== TASK OBJECTIVE ==
The breast health text below says breast infections can be mistaken for cysts. Using its explanation, say in one to three sentences why this happens.

== GIVEN TEXT ==
[Start of Attachment]

Are you having second thoughts about your breasts? Do you feel something unusual that you are not sure whether it should be a cause for concern or not? Take action and get yourself knowledgeable about the most prevalent breast issues among women.
Our breasts are important to us as a woman. Let’s not just aim for bigger and perkier breasts, let’s aim for healthier twins too. Check out the most common breast problems and examine yourself if you are experiencing any of it.
- 1 1. Breast Pain (Mastalgia)
- 2 2. Breast Lumps
- 3 3. Nipple Discharge
- 4 4. Cracked, Sore and Itchy Nipple (Nipple Dermatitis)
- 5 5. Inverted Nipples
- 6 7. Mastitis
- 7 Conclusion
1. Breast Pain (Mastalgia)
At some point in our lives we experienced breast pain, do you agree? This could be due to the normal swelling of breast tissues during the menstrual cycle, infection, injury, growth or cancer.
In general, the swelling of breast tissue during our period is painful, but it is not dangerous. Also, there is no treatment needed, if you can tolerate the discomfort.
Trauma and infection in the breasts have the same symptoms. However, infections tend to become walled from surrounding tissues and produce small abscesses that may appear like cysts.
Cysts may produce pain, but breast cancer rarely does. However, pain does not rule out the possibility of cancer.
Breast Pain Symptoms
There are two types of breast pains cyclical and non-cyclical. Check out the symptoms of each type below:
Symptoms of cyclical breast pain
- Pain comes cyclically like your menstrual cycle
- Breast becomes tender
- Soreness with heaviness or heavy and dull ache.
- Stabbing or burning pain
- Breasts may swell
- Breast may become lumpy
- Both breasts are affected especially upper and outer portions
- Pain can spread to the underarm
- Pain becomes more intense before your period begins.
- Pain may start a couple of weeks before menstruation
- Likely affect younger women
- Postmenopausal women may experience the same if they are on HRT (hormone replacement therapy).
Symptoms of non-cyclical breast pain
- Affects just one breast, usually within a quadrant of the breast
- Common among post-menopausal women
- Pain does not come and go in a menstrual cycle time-loop
- Pain may be continuous or sporadic
- Extramammary pain – pain feels as if the source is within the breast
Breast Pain Causes
If you are experiencing breast pains and you are wondering why then to ease your mind, here are some conditions that can cause breast pain:
- Breast cysts
- Medications (infertility treatments, oral hormonal contraceptives, Postmenopausal estrogen and progesterone preparations, Selective serotonin reuptake inhibitor (SSRI),antidepressants, digitalis preparations, methyldopa (Aldomet), spironolactone (Aldactone), some diuretics, Anadrol and chlorpromazine)
- Breast Surgery
- Fibrocystic breast changes
- A poorly fitted bra
Breast Pain Treatment
For menstrual-related breast pain, you can take a paracetamol like an acetaminophen or nonsteroidal anti-inflammatory (NSAID) drugs such as aspirin (Anacin, Bayer), ibuprofen (Advil or Motrin), or naproxen (Aleve or Naprosyn).
For pregnancy-related mastalgia, you can wear a firm, supportive brassiere or take acetaminophen. Both can help.
Other treatments include hot or cold compress on the breasts, eliminating caffeine, low-fat diet, and evening primrose oil and vitamin E. When the last two are used together it reduces the severity of breast pain.

[End of Attachment]

== MATERIAL SUPPLIED ==
[Start of Attachment]

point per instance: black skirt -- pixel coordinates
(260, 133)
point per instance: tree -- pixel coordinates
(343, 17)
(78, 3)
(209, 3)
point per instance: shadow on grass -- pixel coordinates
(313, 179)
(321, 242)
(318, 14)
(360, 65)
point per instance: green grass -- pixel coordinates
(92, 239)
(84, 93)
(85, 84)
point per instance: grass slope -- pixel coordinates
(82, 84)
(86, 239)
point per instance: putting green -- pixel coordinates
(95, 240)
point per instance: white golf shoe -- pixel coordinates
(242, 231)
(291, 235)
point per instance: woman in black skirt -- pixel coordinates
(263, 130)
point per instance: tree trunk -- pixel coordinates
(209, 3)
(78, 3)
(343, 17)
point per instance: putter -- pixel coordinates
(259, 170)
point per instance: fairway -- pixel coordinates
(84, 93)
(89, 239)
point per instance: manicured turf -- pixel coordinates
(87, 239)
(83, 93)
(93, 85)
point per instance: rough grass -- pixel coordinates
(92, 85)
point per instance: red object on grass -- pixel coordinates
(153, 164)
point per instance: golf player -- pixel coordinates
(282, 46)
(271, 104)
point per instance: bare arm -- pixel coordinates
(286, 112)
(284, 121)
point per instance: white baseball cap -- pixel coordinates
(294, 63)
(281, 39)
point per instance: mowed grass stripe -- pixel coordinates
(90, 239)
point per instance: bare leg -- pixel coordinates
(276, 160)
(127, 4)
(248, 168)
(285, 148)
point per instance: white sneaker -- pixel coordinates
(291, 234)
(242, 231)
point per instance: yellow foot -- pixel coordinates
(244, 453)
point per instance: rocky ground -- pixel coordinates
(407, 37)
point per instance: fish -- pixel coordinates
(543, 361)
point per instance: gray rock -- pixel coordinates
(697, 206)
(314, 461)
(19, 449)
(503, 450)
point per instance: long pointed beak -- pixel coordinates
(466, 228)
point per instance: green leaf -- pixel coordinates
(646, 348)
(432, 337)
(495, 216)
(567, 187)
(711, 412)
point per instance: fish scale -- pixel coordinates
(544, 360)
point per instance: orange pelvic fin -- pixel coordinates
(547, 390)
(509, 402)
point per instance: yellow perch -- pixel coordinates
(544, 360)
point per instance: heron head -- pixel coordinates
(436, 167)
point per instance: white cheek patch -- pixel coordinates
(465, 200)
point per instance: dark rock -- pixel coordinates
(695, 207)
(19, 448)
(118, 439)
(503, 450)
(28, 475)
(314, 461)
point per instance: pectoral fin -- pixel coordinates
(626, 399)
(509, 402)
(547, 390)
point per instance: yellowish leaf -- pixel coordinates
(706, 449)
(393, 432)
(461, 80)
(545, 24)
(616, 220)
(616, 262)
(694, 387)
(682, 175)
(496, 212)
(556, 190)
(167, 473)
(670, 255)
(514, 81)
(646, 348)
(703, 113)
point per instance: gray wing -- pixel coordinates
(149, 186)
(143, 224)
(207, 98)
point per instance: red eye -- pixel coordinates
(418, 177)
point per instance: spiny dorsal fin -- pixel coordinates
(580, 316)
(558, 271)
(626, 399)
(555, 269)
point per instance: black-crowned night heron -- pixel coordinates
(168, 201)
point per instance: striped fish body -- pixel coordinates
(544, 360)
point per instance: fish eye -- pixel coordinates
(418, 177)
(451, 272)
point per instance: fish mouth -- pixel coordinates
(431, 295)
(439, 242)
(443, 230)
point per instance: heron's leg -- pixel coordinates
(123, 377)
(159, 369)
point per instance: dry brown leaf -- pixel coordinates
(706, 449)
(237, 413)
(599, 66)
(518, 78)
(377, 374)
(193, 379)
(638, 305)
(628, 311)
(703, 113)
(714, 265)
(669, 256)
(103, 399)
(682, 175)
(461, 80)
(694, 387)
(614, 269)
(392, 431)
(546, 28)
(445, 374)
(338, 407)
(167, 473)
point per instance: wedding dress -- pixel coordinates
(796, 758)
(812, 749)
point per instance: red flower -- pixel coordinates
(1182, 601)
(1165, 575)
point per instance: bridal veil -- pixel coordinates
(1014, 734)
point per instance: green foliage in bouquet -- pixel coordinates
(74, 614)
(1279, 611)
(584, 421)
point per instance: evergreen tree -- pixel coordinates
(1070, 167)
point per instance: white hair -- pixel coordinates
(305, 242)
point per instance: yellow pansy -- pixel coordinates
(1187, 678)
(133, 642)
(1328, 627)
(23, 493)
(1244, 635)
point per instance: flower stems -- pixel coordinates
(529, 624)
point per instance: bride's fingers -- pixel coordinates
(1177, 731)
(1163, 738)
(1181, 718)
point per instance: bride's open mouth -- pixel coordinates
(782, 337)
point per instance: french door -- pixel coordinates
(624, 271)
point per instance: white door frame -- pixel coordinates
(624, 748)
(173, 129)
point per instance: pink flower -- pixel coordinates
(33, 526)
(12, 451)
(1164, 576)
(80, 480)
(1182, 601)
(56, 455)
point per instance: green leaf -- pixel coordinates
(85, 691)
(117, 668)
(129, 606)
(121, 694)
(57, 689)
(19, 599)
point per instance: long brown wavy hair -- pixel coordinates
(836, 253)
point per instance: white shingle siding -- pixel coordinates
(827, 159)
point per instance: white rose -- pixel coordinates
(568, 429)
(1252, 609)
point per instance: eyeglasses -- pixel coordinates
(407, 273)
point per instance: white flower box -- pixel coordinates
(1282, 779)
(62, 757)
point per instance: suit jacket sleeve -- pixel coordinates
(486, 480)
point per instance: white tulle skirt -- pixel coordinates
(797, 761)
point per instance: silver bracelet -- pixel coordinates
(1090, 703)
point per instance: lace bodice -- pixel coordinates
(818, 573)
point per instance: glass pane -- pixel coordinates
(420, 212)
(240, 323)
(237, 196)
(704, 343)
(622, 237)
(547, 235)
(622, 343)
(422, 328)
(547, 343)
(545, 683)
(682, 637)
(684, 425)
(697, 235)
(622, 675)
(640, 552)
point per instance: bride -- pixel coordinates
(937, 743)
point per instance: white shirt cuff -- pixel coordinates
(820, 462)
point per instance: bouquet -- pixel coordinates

[End of Attachment]

== ANSWER TO THIS TASK ==
Breast infections tend to become walled off from the surrounding tissue and form small abscesses. Those abscesses can look like cysts.